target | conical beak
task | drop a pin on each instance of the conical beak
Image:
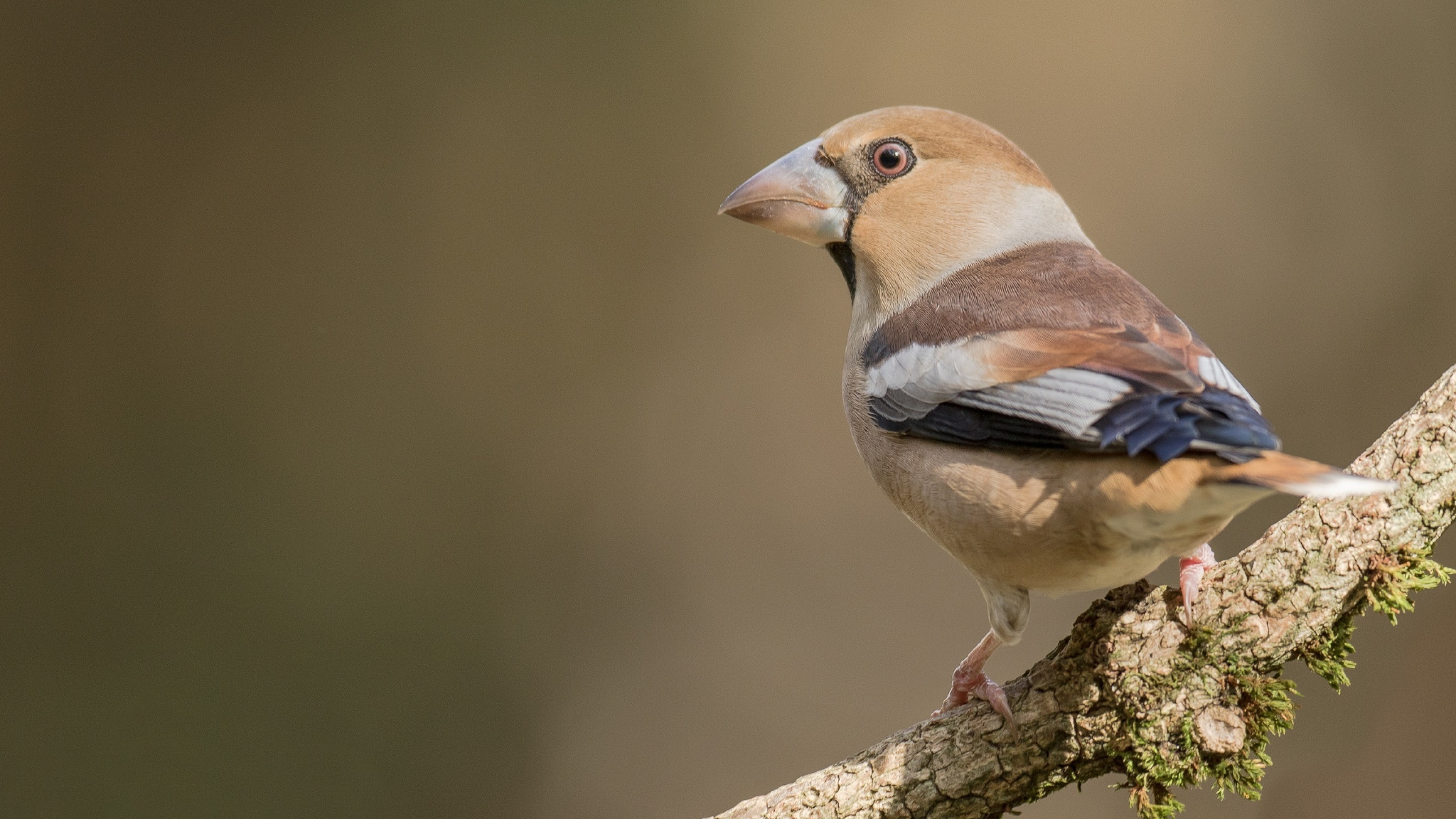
(797, 197)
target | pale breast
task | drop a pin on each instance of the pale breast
(1052, 521)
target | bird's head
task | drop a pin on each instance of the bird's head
(903, 197)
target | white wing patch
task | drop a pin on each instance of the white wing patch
(921, 377)
(1065, 399)
(912, 382)
(1213, 372)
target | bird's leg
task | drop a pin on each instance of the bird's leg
(1190, 573)
(970, 679)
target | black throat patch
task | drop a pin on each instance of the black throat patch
(844, 256)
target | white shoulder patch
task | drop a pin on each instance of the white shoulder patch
(932, 373)
(1213, 372)
(1066, 399)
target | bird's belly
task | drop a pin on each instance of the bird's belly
(1055, 521)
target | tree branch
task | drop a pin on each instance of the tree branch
(1133, 691)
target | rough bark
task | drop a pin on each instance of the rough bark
(1133, 690)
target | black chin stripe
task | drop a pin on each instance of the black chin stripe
(844, 256)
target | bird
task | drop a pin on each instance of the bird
(1030, 406)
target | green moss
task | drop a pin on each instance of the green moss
(1395, 575)
(1155, 764)
(1330, 658)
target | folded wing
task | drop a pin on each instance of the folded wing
(1145, 382)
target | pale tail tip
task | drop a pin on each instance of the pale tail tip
(1340, 484)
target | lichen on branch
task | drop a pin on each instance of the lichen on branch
(1136, 691)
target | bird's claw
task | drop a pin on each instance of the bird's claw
(1190, 575)
(969, 684)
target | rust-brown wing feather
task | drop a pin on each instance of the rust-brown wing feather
(1056, 336)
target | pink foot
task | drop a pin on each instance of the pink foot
(969, 681)
(1190, 573)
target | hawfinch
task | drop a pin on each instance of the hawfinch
(1021, 399)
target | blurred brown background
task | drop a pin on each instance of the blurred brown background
(391, 428)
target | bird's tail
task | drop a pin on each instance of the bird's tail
(1301, 477)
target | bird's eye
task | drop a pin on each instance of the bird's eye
(892, 158)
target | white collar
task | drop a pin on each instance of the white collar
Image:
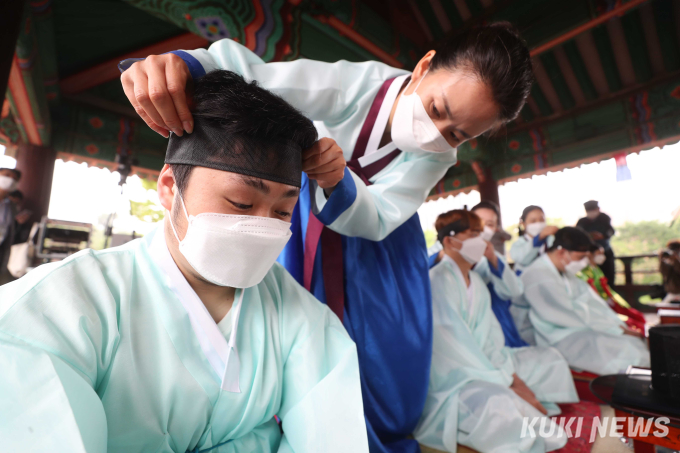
(373, 154)
(470, 290)
(222, 355)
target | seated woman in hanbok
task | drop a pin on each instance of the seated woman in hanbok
(569, 315)
(593, 275)
(534, 236)
(480, 390)
(502, 289)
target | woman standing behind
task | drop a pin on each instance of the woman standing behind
(358, 245)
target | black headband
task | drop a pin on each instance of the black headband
(209, 146)
(456, 227)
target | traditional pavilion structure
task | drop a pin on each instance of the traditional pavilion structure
(607, 71)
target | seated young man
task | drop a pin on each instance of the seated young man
(192, 338)
(503, 283)
(567, 314)
(481, 390)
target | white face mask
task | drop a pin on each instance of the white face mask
(534, 229)
(488, 233)
(7, 184)
(574, 267)
(232, 250)
(473, 249)
(413, 130)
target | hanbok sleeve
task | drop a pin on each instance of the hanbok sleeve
(57, 341)
(373, 211)
(322, 91)
(321, 406)
(525, 250)
(460, 354)
(505, 282)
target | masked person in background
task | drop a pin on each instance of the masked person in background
(358, 245)
(502, 283)
(599, 226)
(669, 266)
(535, 235)
(8, 184)
(481, 390)
(192, 338)
(593, 275)
(568, 315)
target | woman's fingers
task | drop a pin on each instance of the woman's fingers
(160, 97)
(128, 82)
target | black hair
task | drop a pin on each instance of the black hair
(16, 172)
(246, 112)
(498, 56)
(573, 239)
(17, 194)
(525, 214)
(486, 204)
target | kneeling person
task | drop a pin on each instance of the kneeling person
(567, 314)
(190, 339)
(477, 382)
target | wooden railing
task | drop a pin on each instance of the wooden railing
(631, 291)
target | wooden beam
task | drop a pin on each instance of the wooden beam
(107, 71)
(353, 35)
(10, 24)
(618, 11)
(22, 102)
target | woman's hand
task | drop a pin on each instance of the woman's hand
(520, 388)
(548, 231)
(156, 88)
(325, 163)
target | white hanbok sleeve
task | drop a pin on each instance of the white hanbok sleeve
(58, 336)
(394, 196)
(331, 93)
(525, 250)
(505, 282)
(461, 355)
(321, 407)
(325, 92)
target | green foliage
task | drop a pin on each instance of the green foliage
(642, 238)
(146, 211)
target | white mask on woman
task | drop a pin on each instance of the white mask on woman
(488, 233)
(413, 130)
(473, 249)
(574, 267)
(232, 250)
(534, 229)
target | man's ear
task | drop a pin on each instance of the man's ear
(166, 187)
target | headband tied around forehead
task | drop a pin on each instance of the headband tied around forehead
(210, 146)
(453, 228)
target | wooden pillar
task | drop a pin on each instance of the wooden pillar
(36, 164)
(10, 24)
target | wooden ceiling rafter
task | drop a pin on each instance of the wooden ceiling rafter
(628, 91)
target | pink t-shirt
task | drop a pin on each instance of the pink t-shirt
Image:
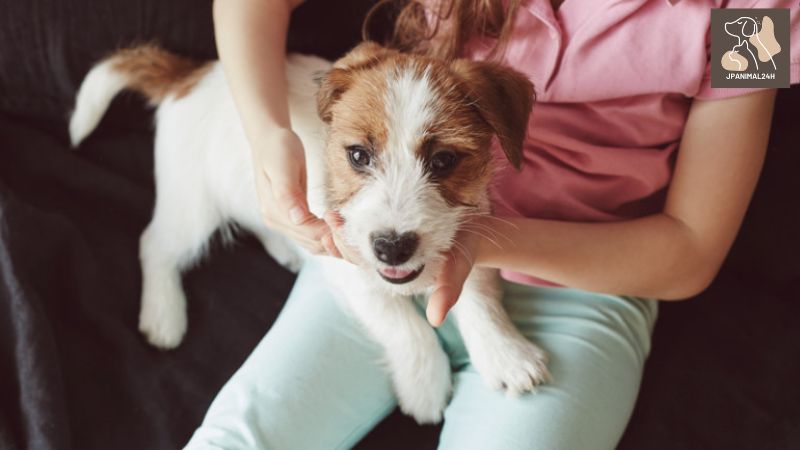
(614, 81)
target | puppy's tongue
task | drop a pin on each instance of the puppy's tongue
(393, 272)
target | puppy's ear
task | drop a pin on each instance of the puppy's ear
(362, 57)
(503, 97)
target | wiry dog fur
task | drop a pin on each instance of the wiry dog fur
(403, 111)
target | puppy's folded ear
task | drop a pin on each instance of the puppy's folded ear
(503, 97)
(333, 84)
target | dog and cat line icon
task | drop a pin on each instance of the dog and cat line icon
(755, 43)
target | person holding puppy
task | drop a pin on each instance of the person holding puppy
(635, 179)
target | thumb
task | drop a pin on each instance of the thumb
(290, 193)
(448, 288)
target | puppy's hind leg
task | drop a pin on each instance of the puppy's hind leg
(173, 241)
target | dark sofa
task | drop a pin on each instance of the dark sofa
(75, 374)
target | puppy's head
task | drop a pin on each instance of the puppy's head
(408, 153)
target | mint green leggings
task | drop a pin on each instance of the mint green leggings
(316, 382)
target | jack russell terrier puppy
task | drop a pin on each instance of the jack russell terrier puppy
(398, 144)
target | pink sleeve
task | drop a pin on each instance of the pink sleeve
(706, 92)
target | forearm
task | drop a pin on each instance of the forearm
(654, 256)
(672, 255)
(251, 40)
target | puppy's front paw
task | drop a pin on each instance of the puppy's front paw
(162, 320)
(511, 363)
(423, 387)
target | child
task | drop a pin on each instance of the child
(636, 177)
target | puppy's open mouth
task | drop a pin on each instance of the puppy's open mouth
(399, 276)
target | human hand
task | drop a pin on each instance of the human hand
(450, 281)
(279, 161)
(333, 243)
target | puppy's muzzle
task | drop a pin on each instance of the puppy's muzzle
(392, 248)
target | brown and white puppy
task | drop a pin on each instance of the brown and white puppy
(397, 143)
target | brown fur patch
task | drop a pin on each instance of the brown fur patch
(158, 73)
(476, 101)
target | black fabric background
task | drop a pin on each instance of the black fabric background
(75, 373)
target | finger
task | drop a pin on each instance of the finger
(440, 303)
(333, 219)
(448, 288)
(330, 246)
(292, 199)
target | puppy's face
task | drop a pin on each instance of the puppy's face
(408, 153)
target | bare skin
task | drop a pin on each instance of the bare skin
(671, 255)
(251, 38)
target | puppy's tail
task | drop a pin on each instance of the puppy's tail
(147, 69)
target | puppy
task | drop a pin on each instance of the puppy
(398, 144)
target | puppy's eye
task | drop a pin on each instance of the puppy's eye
(442, 163)
(358, 157)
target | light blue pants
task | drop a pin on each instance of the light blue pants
(315, 381)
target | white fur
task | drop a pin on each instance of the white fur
(204, 180)
(100, 86)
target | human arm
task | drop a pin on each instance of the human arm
(251, 40)
(671, 255)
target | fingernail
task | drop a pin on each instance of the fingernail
(296, 215)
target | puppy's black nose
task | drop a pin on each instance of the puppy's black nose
(394, 249)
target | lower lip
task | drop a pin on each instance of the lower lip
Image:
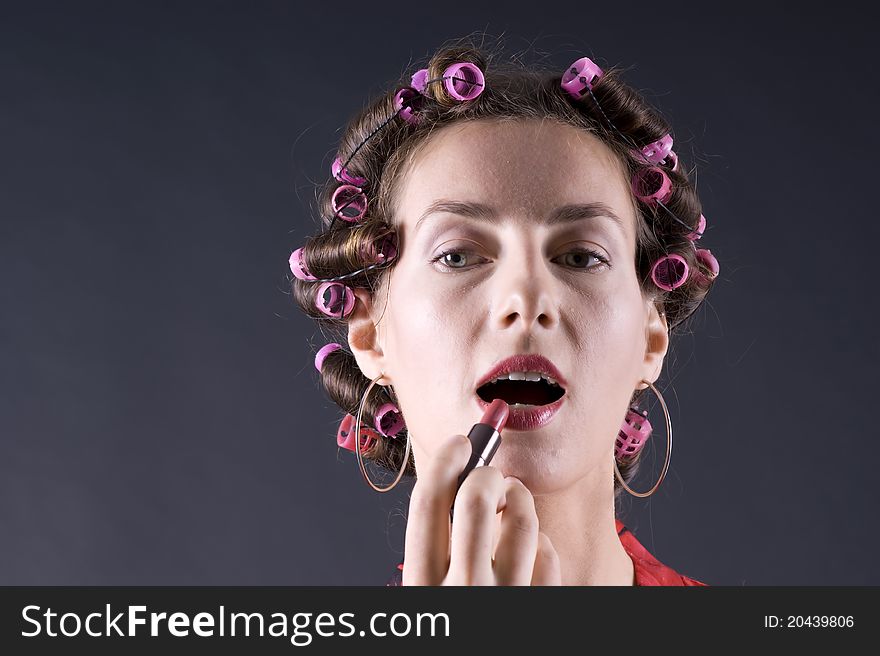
(528, 418)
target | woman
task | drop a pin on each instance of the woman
(494, 231)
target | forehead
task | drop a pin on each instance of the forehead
(523, 168)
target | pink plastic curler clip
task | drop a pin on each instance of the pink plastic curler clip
(580, 76)
(323, 352)
(652, 185)
(383, 250)
(464, 81)
(657, 151)
(349, 203)
(334, 299)
(298, 265)
(705, 257)
(389, 421)
(670, 272)
(634, 432)
(408, 102)
(420, 80)
(345, 435)
(342, 174)
(701, 228)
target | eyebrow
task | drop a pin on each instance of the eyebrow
(561, 215)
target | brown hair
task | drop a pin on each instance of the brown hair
(512, 91)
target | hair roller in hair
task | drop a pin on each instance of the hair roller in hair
(349, 203)
(464, 80)
(420, 80)
(323, 352)
(342, 174)
(651, 185)
(669, 272)
(580, 76)
(407, 103)
(701, 228)
(657, 151)
(384, 249)
(345, 435)
(634, 432)
(705, 257)
(334, 299)
(298, 265)
(389, 421)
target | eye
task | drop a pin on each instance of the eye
(452, 258)
(582, 256)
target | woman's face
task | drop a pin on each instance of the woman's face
(514, 284)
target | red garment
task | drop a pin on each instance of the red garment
(648, 570)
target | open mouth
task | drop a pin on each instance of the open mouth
(522, 392)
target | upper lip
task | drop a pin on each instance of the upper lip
(523, 362)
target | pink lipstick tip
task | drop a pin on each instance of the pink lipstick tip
(496, 414)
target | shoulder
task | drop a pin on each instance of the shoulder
(649, 570)
(396, 578)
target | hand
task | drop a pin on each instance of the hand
(523, 556)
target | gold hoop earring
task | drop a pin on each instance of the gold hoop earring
(668, 450)
(357, 450)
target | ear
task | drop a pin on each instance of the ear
(656, 344)
(363, 337)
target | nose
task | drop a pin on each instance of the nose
(525, 290)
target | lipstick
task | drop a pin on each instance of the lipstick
(485, 437)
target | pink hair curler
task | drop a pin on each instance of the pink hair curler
(657, 151)
(383, 250)
(634, 432)
(323, 352)
(580, 76)
(341, 173)
(651, 185)
(420, 80)
(705, 257)
(298, 265)
(345, 435)
(408, 102)
(700, 229)
(669, 272)
(349, 203)
(334, 299)
(464, 81)
(389, 421)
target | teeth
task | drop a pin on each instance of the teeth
(532, 376)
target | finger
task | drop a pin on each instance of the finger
(547, 569)
(473, 530)
(518, 544)
(426, 550)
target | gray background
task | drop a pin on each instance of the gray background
(160, 417)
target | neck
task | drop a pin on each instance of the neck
(579, 520)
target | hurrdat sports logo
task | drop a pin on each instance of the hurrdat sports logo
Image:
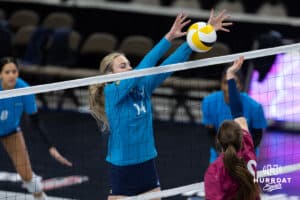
(270, 179)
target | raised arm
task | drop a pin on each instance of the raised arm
(235, 103)
(119, 91)
(184, 51)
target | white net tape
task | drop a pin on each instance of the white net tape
(145, 72)
(198, 188)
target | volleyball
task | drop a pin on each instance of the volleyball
(201, 36)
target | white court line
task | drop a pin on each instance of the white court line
(5, 195)
(198, 188)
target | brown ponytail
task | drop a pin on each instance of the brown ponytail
(230, 138)
(96, 92)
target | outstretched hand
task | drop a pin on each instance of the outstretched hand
(56, 155)
(236, 66)
(217, 21)
(176, 29)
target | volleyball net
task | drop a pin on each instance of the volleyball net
(275, 85)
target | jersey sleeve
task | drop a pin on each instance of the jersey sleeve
(248, 146)
(207, 118)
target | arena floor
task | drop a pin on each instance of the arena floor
(183, 156)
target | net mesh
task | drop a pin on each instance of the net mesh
(180, 136)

_AIM:_
Reproduce the material above exactly, but only from the line with "target | neck" through its last line, leaving pictures out.

_FINAL RESULT:_
target | neck
task | drop a pin on each instance of the neck
(579, 520)
target | hurrdat sports logo
task | drop a pin on each instance of the hurrdat sports logo
Image:
(270, 179)
target | raised arm
task | drop a pin on each instance of the raised arm
(235, 103)
(119, 91)
(184, 51)
target | white net tape
task | drop a pin on each instance of the white net tape
(145, 72)
(198, 188)
target | volleyball
task | drop a pin on each instance of the volleyball
(201, 36)
target | white court line
task | drop a pin on each instance of the white court line
(5, 195)
(198, 188)
target | brown ponytail
task | drop a pin on each instance of the brown ponytail
(230, 138)
(96, 92)
target | outstretched hand
task | drop a pin on each instance of the outstretched hand
(56, 155)
(236, 66)
(217, 21)
(176, 29)
target | volleyball net
task | drop a pin on each instance of the volleyball net
(275, 85)
target | jersey sleeve
task | drop a pin on each instance of the jersey sleeve
(248, 146)
(207, 118)
target | arena floor
task | drop a pin on each instance of the arena floor
(183, 156)
target | net mesh
task | drop a pin on each instance of the net mesh
(180, 136)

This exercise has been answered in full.